_Text extract:_
>> begin

Origins
In July 2024, I developed a kind of "AI fatigue." As an AI product manager, I couldn't muster any interest in AI-related matters. Perhaps experiencing the incredibly exciting industry cycle of Generative AI left me with PTSD, so I decided to do something with 0% AI content.
Audio
I wanted to revisit a field I'd always wanted to explore but never had time for: audio.
During my undergraduate years, influenced by many sound engineering students, I read an amazing book: Designing Sound. I was shocked when I first read it, fascinated by its systematic modeling of sound synthesis, such as how to synthesize the sound of an insect flying, which would be broken down into the sound of wings disturbing the air, the friction between wings and air, the sound at the muscle-wing connection point, and the sound of muscle movement. Every time I opened it, I wanted to learn more, but seeing Pure Data's printer menu-like interface (Professor Luo: this is practically a cultural heritage now), and the exploding AI model gradients beside it, well, I gave up.
Not only are the algorithmic principles difficult, but implementing audio algorithms is also extremely challenging. Audio processing algorithms are generally more complex than image processing, and you can't get anywhere without FFT. When looking to create an app that could synthesize and process audio, I searched the community and found only commercial software like Juce that could meet development needs, and it's in C++, making for a less-than-ideal development experience.
Just as I was struggling to get started, I discovered an interesting Rust library: FunDSP.
FunDSP is a Rust audio DSP library with an extremely interesting design that combines audio signal flow processing with Rust's operator overloading (implemented through traits). Audio signals can be manipulated with + - * /, all thanks to Rust's fascinating programming paradigm.
Following FunDSP's examples, I modified a simple Synthesizer that can have multiple notes with ADSR envelopes driving different waveforms like sine waves, then passing through filters, harmonics effects, and reverb to output the final audio.
I used this sound generation mechanism to programmatically recreate the widely circulated poly rhythm from YouTube.
Rendering
After solving the audio development challenges, the next big task was rendering.
Initially, I wanted to use Godot as the rendering engine. When I first encountered it, I was very excited (probably from suffering with Unity and Unreal for too long): there was actually an engine that was so lightweight, had such a good development experience with its own scripting language + IDE, had increasingly more tutorials (like my favorite Unity blogger Brackeys), and had a well-maintained Rust extension by the community. It didn't take long to integrate the Rust sound algorithms, and it worked on all platforms.
But after completion, the problems suddenly emerged.
At that time, Godot didn't support direct compilation to Metal for macOS and iOS, everything had to go through Vulkan, which not only caused performance issues but also had incomplete feature support. For example, compute shaders (GPGPU), which are commonly used for visual effects development, were almost unusable in Godot, unlike Unity (Visual Effect Graph) and Unreal (Niagara) which have built-in GPU particle systems that can interact with project code.

>> end

_Dataset entries:_
>> begin

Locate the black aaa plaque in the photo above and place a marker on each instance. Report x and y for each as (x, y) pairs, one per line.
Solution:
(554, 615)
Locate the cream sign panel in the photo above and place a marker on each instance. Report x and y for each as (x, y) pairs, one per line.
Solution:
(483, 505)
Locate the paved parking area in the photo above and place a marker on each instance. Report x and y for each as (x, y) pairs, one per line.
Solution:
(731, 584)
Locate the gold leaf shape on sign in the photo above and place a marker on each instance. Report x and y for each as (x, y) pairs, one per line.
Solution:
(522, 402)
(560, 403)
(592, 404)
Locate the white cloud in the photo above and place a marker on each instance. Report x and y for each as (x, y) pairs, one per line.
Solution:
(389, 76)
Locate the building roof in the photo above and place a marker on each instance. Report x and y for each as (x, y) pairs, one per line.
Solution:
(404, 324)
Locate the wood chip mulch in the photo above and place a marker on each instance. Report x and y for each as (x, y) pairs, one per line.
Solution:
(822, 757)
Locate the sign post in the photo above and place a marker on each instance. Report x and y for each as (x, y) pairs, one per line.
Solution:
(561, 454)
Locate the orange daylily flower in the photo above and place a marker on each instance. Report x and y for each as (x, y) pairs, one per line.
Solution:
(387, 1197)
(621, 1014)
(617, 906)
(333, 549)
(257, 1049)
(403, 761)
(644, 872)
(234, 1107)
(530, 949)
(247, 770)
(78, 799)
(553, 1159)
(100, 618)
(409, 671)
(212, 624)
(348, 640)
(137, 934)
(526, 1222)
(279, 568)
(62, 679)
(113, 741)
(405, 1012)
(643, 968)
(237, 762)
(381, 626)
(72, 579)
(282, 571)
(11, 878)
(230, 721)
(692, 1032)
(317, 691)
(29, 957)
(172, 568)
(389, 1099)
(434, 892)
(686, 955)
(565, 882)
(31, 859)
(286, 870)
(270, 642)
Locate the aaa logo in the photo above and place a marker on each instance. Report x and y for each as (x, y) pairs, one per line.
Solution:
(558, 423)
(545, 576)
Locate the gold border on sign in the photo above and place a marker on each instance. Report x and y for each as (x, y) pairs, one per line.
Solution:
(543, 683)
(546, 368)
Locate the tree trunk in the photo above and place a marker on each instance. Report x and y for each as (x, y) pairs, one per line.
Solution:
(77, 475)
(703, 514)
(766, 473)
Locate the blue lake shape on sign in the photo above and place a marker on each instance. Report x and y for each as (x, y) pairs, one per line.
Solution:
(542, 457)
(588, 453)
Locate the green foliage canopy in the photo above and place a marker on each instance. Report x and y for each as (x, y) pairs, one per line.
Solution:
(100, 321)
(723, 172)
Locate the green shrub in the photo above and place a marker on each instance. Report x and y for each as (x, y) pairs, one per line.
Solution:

>> end

_Task requirements:_
**a)** Answer these questions using the text about audio and rendering, one line per answer:
(i) Which book did the author read as an undergraduate?
(ii) Which Rust library did the author discover for audio DSP?
(iii) Through which graphics API did everything have to go in Godot for macOS and iOS?
**b)** Summarize the text about audio and rendering in two sentences.
**c)** Write out the stretch of the text about audio and rendering from "Following FunDSP's examples, I" through "rhythm from YouTube.".

_Per-task outputs:_
**a)**
(i) Designing Sound
(ii) FunDSP
(iii) Vulkan

**b)** Feeling AI fatigue in July 2024, the author, an AI product manager, turned to audio and used the Rust library FunDSP to build a synthesizer and programmatically recreate a poly rhythm. For rendering, the author first chose Godot and integrated the Rust sound algorithms, but Godot then lacked direct compilation to Metal for macOS and iOS, which caused performance issues and left compute shaders almost unusable.

**c)**
Following FunDSP's examples, I modified a simple Synthesizer that can have multiple notes with ADSR envelopes driving different waveforms like sine waves, then passing through filters, harmonics effects, and reverb to output the final audio.
I used this sound generation mechanism to programmatically recreate the widely circulated poly rhythm from YouTube.